WHAT YOU ARE ASKED TO DO → Rewrite the part of the entries that opens with the line containing "The locate routine indicates the durian thorn" and closes with the line containing "x=362 y=174", keeping each request as it stands but shifting every x and y coordinate in the answers up by 105. Leave the pictures out of what you give back.

RECORDS →
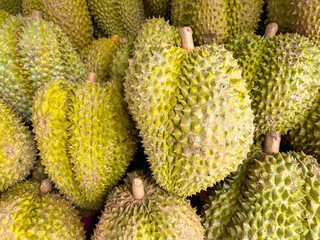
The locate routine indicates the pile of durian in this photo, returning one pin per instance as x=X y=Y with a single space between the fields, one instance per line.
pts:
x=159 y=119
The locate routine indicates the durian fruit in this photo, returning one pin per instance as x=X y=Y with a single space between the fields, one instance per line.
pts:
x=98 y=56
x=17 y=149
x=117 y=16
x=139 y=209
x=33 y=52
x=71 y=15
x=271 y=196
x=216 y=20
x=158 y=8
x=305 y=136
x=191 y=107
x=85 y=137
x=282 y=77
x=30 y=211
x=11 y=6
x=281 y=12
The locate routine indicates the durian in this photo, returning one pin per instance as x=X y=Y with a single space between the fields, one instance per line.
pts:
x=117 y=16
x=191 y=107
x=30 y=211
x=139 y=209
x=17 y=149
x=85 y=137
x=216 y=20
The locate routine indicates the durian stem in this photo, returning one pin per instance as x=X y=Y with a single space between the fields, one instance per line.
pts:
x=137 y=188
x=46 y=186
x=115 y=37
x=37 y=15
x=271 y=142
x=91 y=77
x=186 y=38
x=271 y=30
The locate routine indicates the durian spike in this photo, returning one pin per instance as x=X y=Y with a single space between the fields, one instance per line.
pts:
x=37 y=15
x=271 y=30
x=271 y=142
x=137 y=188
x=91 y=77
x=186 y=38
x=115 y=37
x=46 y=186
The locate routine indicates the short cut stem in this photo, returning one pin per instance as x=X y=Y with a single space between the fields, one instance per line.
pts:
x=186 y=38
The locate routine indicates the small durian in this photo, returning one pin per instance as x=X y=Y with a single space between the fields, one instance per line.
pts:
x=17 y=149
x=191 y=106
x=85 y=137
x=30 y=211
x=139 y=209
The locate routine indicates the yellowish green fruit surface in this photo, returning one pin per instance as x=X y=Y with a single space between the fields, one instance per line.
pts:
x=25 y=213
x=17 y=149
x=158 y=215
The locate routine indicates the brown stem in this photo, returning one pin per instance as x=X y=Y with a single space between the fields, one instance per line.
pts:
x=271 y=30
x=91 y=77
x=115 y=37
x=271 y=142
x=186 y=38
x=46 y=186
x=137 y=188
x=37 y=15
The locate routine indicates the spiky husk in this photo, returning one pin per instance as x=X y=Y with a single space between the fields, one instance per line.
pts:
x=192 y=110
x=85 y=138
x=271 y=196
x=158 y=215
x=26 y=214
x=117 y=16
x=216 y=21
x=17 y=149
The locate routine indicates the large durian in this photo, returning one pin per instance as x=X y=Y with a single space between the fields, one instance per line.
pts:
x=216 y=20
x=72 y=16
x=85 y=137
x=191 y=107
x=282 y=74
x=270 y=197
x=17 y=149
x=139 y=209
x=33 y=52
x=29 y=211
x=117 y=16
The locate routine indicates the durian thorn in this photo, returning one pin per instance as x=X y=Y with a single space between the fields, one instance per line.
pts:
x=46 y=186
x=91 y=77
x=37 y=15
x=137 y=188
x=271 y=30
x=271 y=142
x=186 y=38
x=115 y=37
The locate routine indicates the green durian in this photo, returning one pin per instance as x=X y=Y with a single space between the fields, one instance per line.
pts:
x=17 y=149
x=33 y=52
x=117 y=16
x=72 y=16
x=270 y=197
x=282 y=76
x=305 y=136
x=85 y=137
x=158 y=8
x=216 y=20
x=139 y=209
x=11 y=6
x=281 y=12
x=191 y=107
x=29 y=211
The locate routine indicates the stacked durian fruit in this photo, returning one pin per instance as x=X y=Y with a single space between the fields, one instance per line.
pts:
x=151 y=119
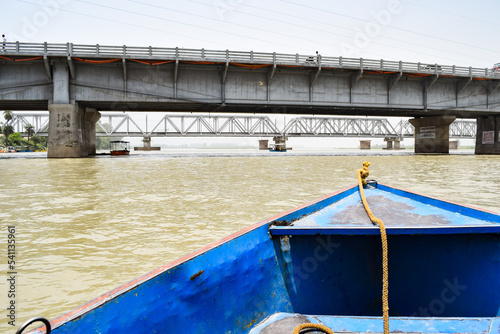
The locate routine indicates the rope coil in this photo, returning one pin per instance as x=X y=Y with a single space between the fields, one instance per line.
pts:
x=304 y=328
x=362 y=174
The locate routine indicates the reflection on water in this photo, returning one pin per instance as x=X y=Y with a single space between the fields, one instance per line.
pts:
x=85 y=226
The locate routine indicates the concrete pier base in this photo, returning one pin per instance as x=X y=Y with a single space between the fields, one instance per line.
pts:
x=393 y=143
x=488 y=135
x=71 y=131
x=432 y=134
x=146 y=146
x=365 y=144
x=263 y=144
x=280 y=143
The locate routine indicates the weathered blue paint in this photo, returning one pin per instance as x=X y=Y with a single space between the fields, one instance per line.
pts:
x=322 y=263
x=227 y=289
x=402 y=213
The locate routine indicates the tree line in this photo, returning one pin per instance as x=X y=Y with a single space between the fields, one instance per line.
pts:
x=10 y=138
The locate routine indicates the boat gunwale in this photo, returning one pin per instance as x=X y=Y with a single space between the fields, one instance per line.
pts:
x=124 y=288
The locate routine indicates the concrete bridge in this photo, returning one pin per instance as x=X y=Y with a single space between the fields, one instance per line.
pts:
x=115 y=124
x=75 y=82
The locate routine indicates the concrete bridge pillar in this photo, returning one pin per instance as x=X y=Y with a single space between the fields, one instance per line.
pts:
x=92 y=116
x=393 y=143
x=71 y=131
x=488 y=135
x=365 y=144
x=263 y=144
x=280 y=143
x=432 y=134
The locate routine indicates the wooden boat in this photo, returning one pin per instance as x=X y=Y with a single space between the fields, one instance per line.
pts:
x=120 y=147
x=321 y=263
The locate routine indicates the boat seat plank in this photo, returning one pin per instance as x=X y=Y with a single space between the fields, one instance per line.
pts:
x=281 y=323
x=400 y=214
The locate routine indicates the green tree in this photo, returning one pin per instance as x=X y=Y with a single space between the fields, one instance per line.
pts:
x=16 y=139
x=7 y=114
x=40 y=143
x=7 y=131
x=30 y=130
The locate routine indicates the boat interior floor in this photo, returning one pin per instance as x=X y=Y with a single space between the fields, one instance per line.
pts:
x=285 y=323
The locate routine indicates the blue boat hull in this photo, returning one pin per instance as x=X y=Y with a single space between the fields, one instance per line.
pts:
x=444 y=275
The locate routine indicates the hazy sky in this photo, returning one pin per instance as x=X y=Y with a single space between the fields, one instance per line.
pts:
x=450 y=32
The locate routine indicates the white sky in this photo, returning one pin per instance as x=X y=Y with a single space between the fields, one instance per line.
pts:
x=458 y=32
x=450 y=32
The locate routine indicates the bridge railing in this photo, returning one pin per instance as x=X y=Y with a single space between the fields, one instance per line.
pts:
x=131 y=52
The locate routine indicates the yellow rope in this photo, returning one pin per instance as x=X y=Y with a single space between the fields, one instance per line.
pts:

EXERCISE ANSWER →
The locate routine indicates the durian thorn in this photo, returning one pin per instance as x=X y=Y with a single space between the fields, one instance per line.
pts:
x=151 y=291
x=196 y=182
x=142 y=120
x=242 y=293
x=376 y=135
x=376 y=247
x=291 y=143
x=220 y=142
The locate routine indicates the green durian in this photo, returning one pin per instance as x=X y=Y with a single space between the fields, one instance per line.
pts:
x=122 y=254
x=138 y=157
x=222 y=121
x=177 y=121
x=375 y=302
x=387 y=181
x=410 y=241
x=190 y=242
x=263 y=113
x=321 y=125
x=244 y=314
x=116 y=111
x=386 y=117
x=296 y=212
x=134 y=316
The locate routine indicates the stacked durian fruit in this photo, returning one pin per instance as x=X y=Y with a single space between the fields, one instance per line.
pts:
x=256 y=224
The locate routine indicates the rope coil in this photo, returning one pin per instance as x=X y=Y with a single space between the fields, one instance per line.
pts:
x=409 y=433
x=467 y=279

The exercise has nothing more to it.